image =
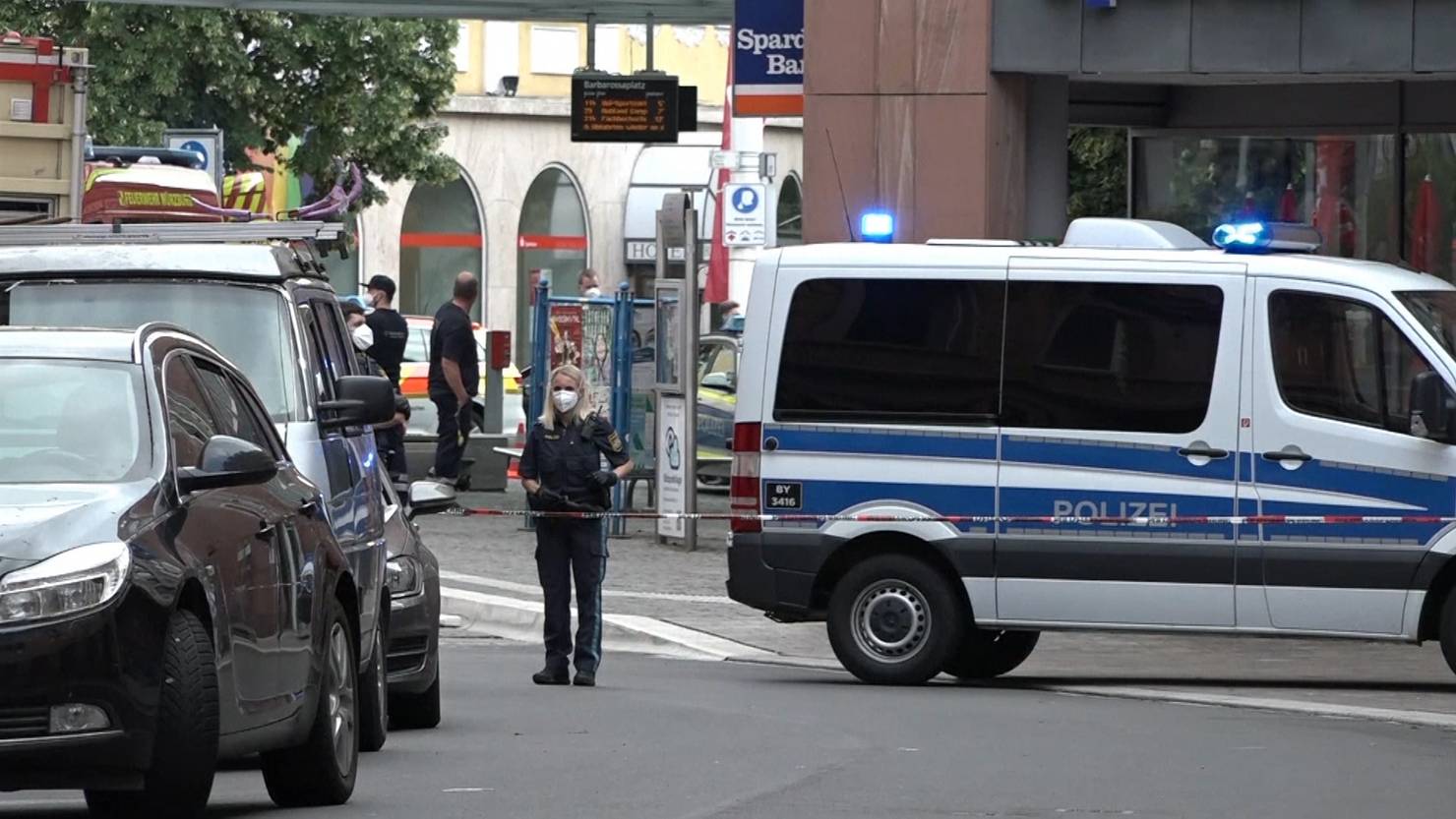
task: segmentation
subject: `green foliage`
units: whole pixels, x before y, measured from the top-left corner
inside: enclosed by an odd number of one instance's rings
[[[1127,129],[1067,132],[1067,217],[1127,215]]]
[[[250,167],[245,148],[272,154],[307,135],[290,160],[297,173],[328,180],[335,160],[351,160],[386,182],[456,176],[435,121],[454,90],[453,20],[0,0],[7,29],[90,49],[99,144],[218,127],[234,170]]]

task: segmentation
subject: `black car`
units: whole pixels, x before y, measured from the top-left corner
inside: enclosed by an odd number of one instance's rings
[[[440,724],[440,560],[411,518],[453,506],[456,493],[435,482],[386,486],[389,727],[428,729]]]
[[[347,802],[360,592],[323,503],[195,336],[0,329],[0,790],[191,816],[261,754],[275,803]]]

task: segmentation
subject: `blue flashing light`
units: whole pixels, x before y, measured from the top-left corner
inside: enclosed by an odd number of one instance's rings
[[[869,211],[859,217],[859,236],[865,241],[888,244],[895,239],[895,217],[884,211]]]
[[[1229,253],[1257,253],[1267,250],[1274,234],[1261,221],[1220,224],[1213,230],[1213,244]]]

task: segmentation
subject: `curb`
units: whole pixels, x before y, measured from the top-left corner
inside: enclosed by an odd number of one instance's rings
[[[469,633],[501,637],[518,643],[539,643],[545,626],[545,607],[539,601],[488,595],[466,589],[440,589],[440,608],[446,617],[460,618]],[[575,614],[572,608],[572,614]],[[664,620],[633,614],[601,617],[603,650],[657,655],[693,660],[776,658],[744,643],[684,628]]]

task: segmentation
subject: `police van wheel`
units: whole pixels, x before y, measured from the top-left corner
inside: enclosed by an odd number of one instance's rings
[[[1441,604],[1441,656],[1456,672],[1456,589],[1447,592],[1446,602]]]
[[[965,615],[951,582],[904,554],[855,566],[828,601],[830,646],[863,682],[926,682],[941,674],[964,633]]]
[[[961,679],[990,679],[1010,674],[1026,662],[1041,631],[993,631],[971,628],[961,649],[945,662],[945,674]]]

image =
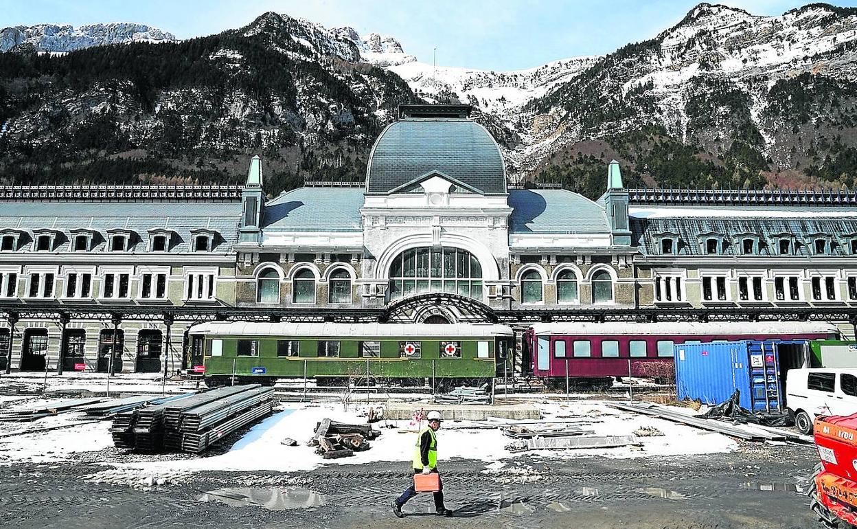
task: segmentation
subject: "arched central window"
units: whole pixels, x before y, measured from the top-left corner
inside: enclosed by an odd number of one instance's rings
[[[279,303],[279,274],[273,268],[266,268],[259,274],[256,284],[256,302]]]
[[[414,248],[390,265],[390,299],[421,292],[450,292],[482,298],[482,266],[458,248]]]
[[[592,303],[613,303],[613,279],[605,270],[592,276]]]
[[[315,276],[312,271],[303,269],[292,280],[292,303],[315,303]]]
[[[345,270],[337,270],[330,274],[328,303],[351,303],[351,276]]]

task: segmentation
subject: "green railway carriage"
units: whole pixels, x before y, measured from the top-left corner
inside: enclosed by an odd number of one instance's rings
[[[502,370],[514,332],[489,323],[267,323],[195,325],[205,378],[273,383],[278,378],[491,379]],[[197,359],[198,361],[198,359]]]

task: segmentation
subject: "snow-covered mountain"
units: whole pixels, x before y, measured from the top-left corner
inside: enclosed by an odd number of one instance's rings
[[[512,177],[589,195],[612,158],[632,185],[857,185],[854,9],[767,17],[701,3],[650,40],[509,72],[434,68],[393,36],[276,13],[159,47],[129,51],[127,63],[96,48],[51,68],[0,54],[21,72],[0,68],[0,174],[37,154],[87,174],[99,153],[99,164],[151,159],[163,175],[207,164],[195,173],[207,177],[261,149],[282,185],[359,178],[395,105],[423,100],[473,105]],[[89,63],[97,71],[78,71]]]
[[[37,24],[0,29],[0,51],[32,46],[36,51],[65,52],[91,46],[126,42],[176,40],[172,33],[144,24],[114,22],[88,24]]]

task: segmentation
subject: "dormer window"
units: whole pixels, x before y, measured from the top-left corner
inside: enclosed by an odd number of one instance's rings
[[[110,239],[111,251],[125,251],[128,238],[124,235],[114,235]]]
[[[2,242],[0,242],[0,250],[3,251],[15,251],[17,244],[18,237],[15,235],[3,235]]]
[[[208,251],[211,247],[209,240],[210,239],[207,235],[197,235],[196,238],[194,239],[194,250]]]
[[[50,235],[39,235],[36,237],[36,251],[51,251]]]
[[[89,250],[89,236],[75,235],[75,251],[88,251],[88,250]]]
[[[166,251],[165,235],[156,235],[152,237],[152,251]]]

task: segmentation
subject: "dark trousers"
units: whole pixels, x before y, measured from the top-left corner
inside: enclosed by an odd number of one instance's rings
[[[433,474],[439,473],[436,468],[433,468],[431,472]],[[422,473],[422,470],[414,469],[414,474]],[[417,496],[417,489],[414,488],[414,482],[411,480],[411,486],[408,487],[407,490],[402,493],[402,496],[399,496],[399,499],[396,500],[396,503],[398,503],[399,507],[402,507],[408,502],[408,500]],[[439,511],[443,510],[445,508],[443,506],[443,479],[440,480],[440,490],[433,494],[434,496],[434,509]]]

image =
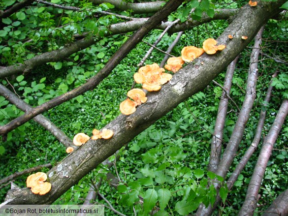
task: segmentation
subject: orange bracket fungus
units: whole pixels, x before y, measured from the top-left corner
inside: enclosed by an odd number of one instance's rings
[[[127,96],[131,99],[133,99],[138,105],[147,101],[145,93],[140,89],[133,89],[130,90],[127,93]]]
[[[184,61],[181,57],[171,57],[167,61],[167,64],[164,66],[166,70],[176,73],[182,67]]]
[[[111,138],[114,134],[112,130],[106,128],[104,128],[102,131],[94,129],[92,131],[92,133],[93,136],[91,137],[91,139],[93,140],[97,140],[101,138],[107,140]]]
[[[75,146],[82,146],[90,139],[90,137],[84,133],[77,133],[73,139],[73,143]]]
[[[31,175],[26,180],[27,187],[31,187],[31,191],[35,194],[46,194],[51,189],[51,184],[44,182],[47,178],[45,173],[40,172]]]
[[[141,67],[138,73],[134,74],[134,79],[137,83],[142,83],[142,88],[148,91],[158,91],[161,89],[161,85],[172,79],[172,75],[163,73],[165,69],[160,67],[157,63],[147,64]]]
[[[181,50],[181,58],[186,62],[190,62],[204,53],[202,48],[190,46],[185,47]]]
[[[129,98],[126,99],[120,103],[120,112],[124,115],[128,115],[132,114],[136,111],[136,107],[147,100],[146,93],[142,89],[133,89],[127,93],[127,96]]]
[[[252,1],[251,0],[248,2],[251,7],[255,7],[257,5],[257,1]]]
[[[66,153],[71,153],[72,152],[74,151],[74,148],[73,147],[68,147],[66,149]]]
[[[209,55],[215,54],[217,51],[223,50],[226,47],[224,45],[217,45],[217,41],[213,38],[208,38],[203,42],[203,49]]]

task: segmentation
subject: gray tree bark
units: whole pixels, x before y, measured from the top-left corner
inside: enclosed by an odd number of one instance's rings
[[[147,101],[134,113],[128,116],[120,115],[108,124],[105,128],[114,132],[111,139],[89,140],[48,171],[49,182],[52,184],[48,193],[39,196],[33,194],[29,188],[11,189],[5,203],[53,203],[135,136],[179,103],[203,89],[247,46],[264,23],[281,11],[279,8],[285,1],[260,3],[254,8],[244,6],[217,39],[219,44],[226,45],[224,50],[212,56],[203,54],[180,70],[159,92],[148,93]],[[229,39],[228,34],[233,35],[234,38]],[[244,35],[248,37],[247,40],[241,39]]]

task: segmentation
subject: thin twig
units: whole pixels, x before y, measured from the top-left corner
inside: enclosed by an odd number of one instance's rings
[[[39,169],[41,169],[43,167],[50,168],[52,166],[52,165],[51,165],[51,164],[50,163],[49,163],[46,164],[39,165],[39,166],[27,169],[21,172],[16,172],[16,173],[14,173],[13,174],[10,175],[9,176],[7,176],[7,177],[5,177],[3,179],[0,180],[0,185],[2,185],[2,184],[5,183],[5,182],[8,182],[8,181],[12,180],[17,177],[19,177],[19,176],[22,176],[27,173],[39,170]]]
[[[213,83],[214,84],[215,84],[216,85],[217,85],[217,86],[219,86],[219,87],[220,87],[221,89],[222,89],[222,90],[225,92],[225,96],[229,99],[231,100],[231,101],[232,102],[232,103],[234,104],[234,105],[235,106],[236,106],[236,108],[237,109],[237,110],[238,111],[238,112],[239,113],[240,111],[240,110],[239,108],[239,107],[238,106],[238,105],[237,105],[237,104],[236,103],[236,102],[234,101],[234,100],[233,99],[232,99],[232,98],[231,98],[231,97],[229,96],[230,94],[228,94],[228,93],[227,92],[227,91],[226,91],[226,90],[224,88],[224,87],[223,87],[222,86],[221,86],[221,85],[220,85],[220,84],[219,84],[218,83],[217,83],[216,81],[215,81],[215,80],[212,80],[212,82],[213,82]]]

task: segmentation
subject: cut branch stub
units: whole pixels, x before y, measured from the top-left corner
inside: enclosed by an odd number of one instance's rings
[[[184,61],[181,57],[171,57],[167,61],[167,64],[164,66],[166,70],[176,73],[182,68]]]
[[[204,52],[204,50],[202,48],[189,46],[184,47],[181,50],[181,58],[183,61],[190,62],[199,57]]]
[[[161,85],[172,79],[172,75],[163,73],[165,69],[160,67],[157,63],[141,67],[134,74],[134,79],[137,83],[142,83],[142,88],[148,92],[158,91]]]
[[[226,48],[224,45],[217,45],[217,41],[213,38],[208,38],[203,42],[203,49],[209,55],[216,53],[218,50],[223,50]]]

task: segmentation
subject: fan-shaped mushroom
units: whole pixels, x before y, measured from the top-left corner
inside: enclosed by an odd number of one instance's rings
[[[133,99],[139,105],[142,103],[145,103],[147,100],[146,93],[142,89],[133,89],[127,93],[127,96],[131,99]]]
[[[159,67],[157,63],[147,64],[140,67],[138,73],[134,74],[137,83],[142,83],[142,88],[149,92],[157,91],[161,89],[161,85],[172,79],[172,75],[163,73],[165,69]]]
[[[73,139],[73,143],[75,146],[82,146],[90,139],[90,137],[84,133],[77,133]]]
[[[47,179],[47,175],[42,172],[31,175],[26,180],[27,187],[31,187],[31,191],[35,194],[46,194],[51,189],[51,184],[44,182]]]
[[[218,50],[223,50],[226,47],[224,45],[217,45],[217,41],[213,38],[208,38],[203,42],[203,49],[209,55],[215,54]]]
[[[183,61],[190,62],[196,58],[199,57],[205,52],[202,48],[190,46],[185,47],[181,50],[181,58]]]

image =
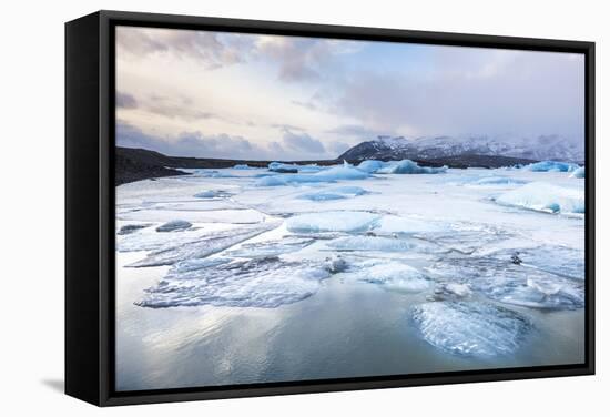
◇ ◇ ◇
Stated goal =
How many lines in the records above contain the string "window"? Reply with the number alone.

Solution to this task =
2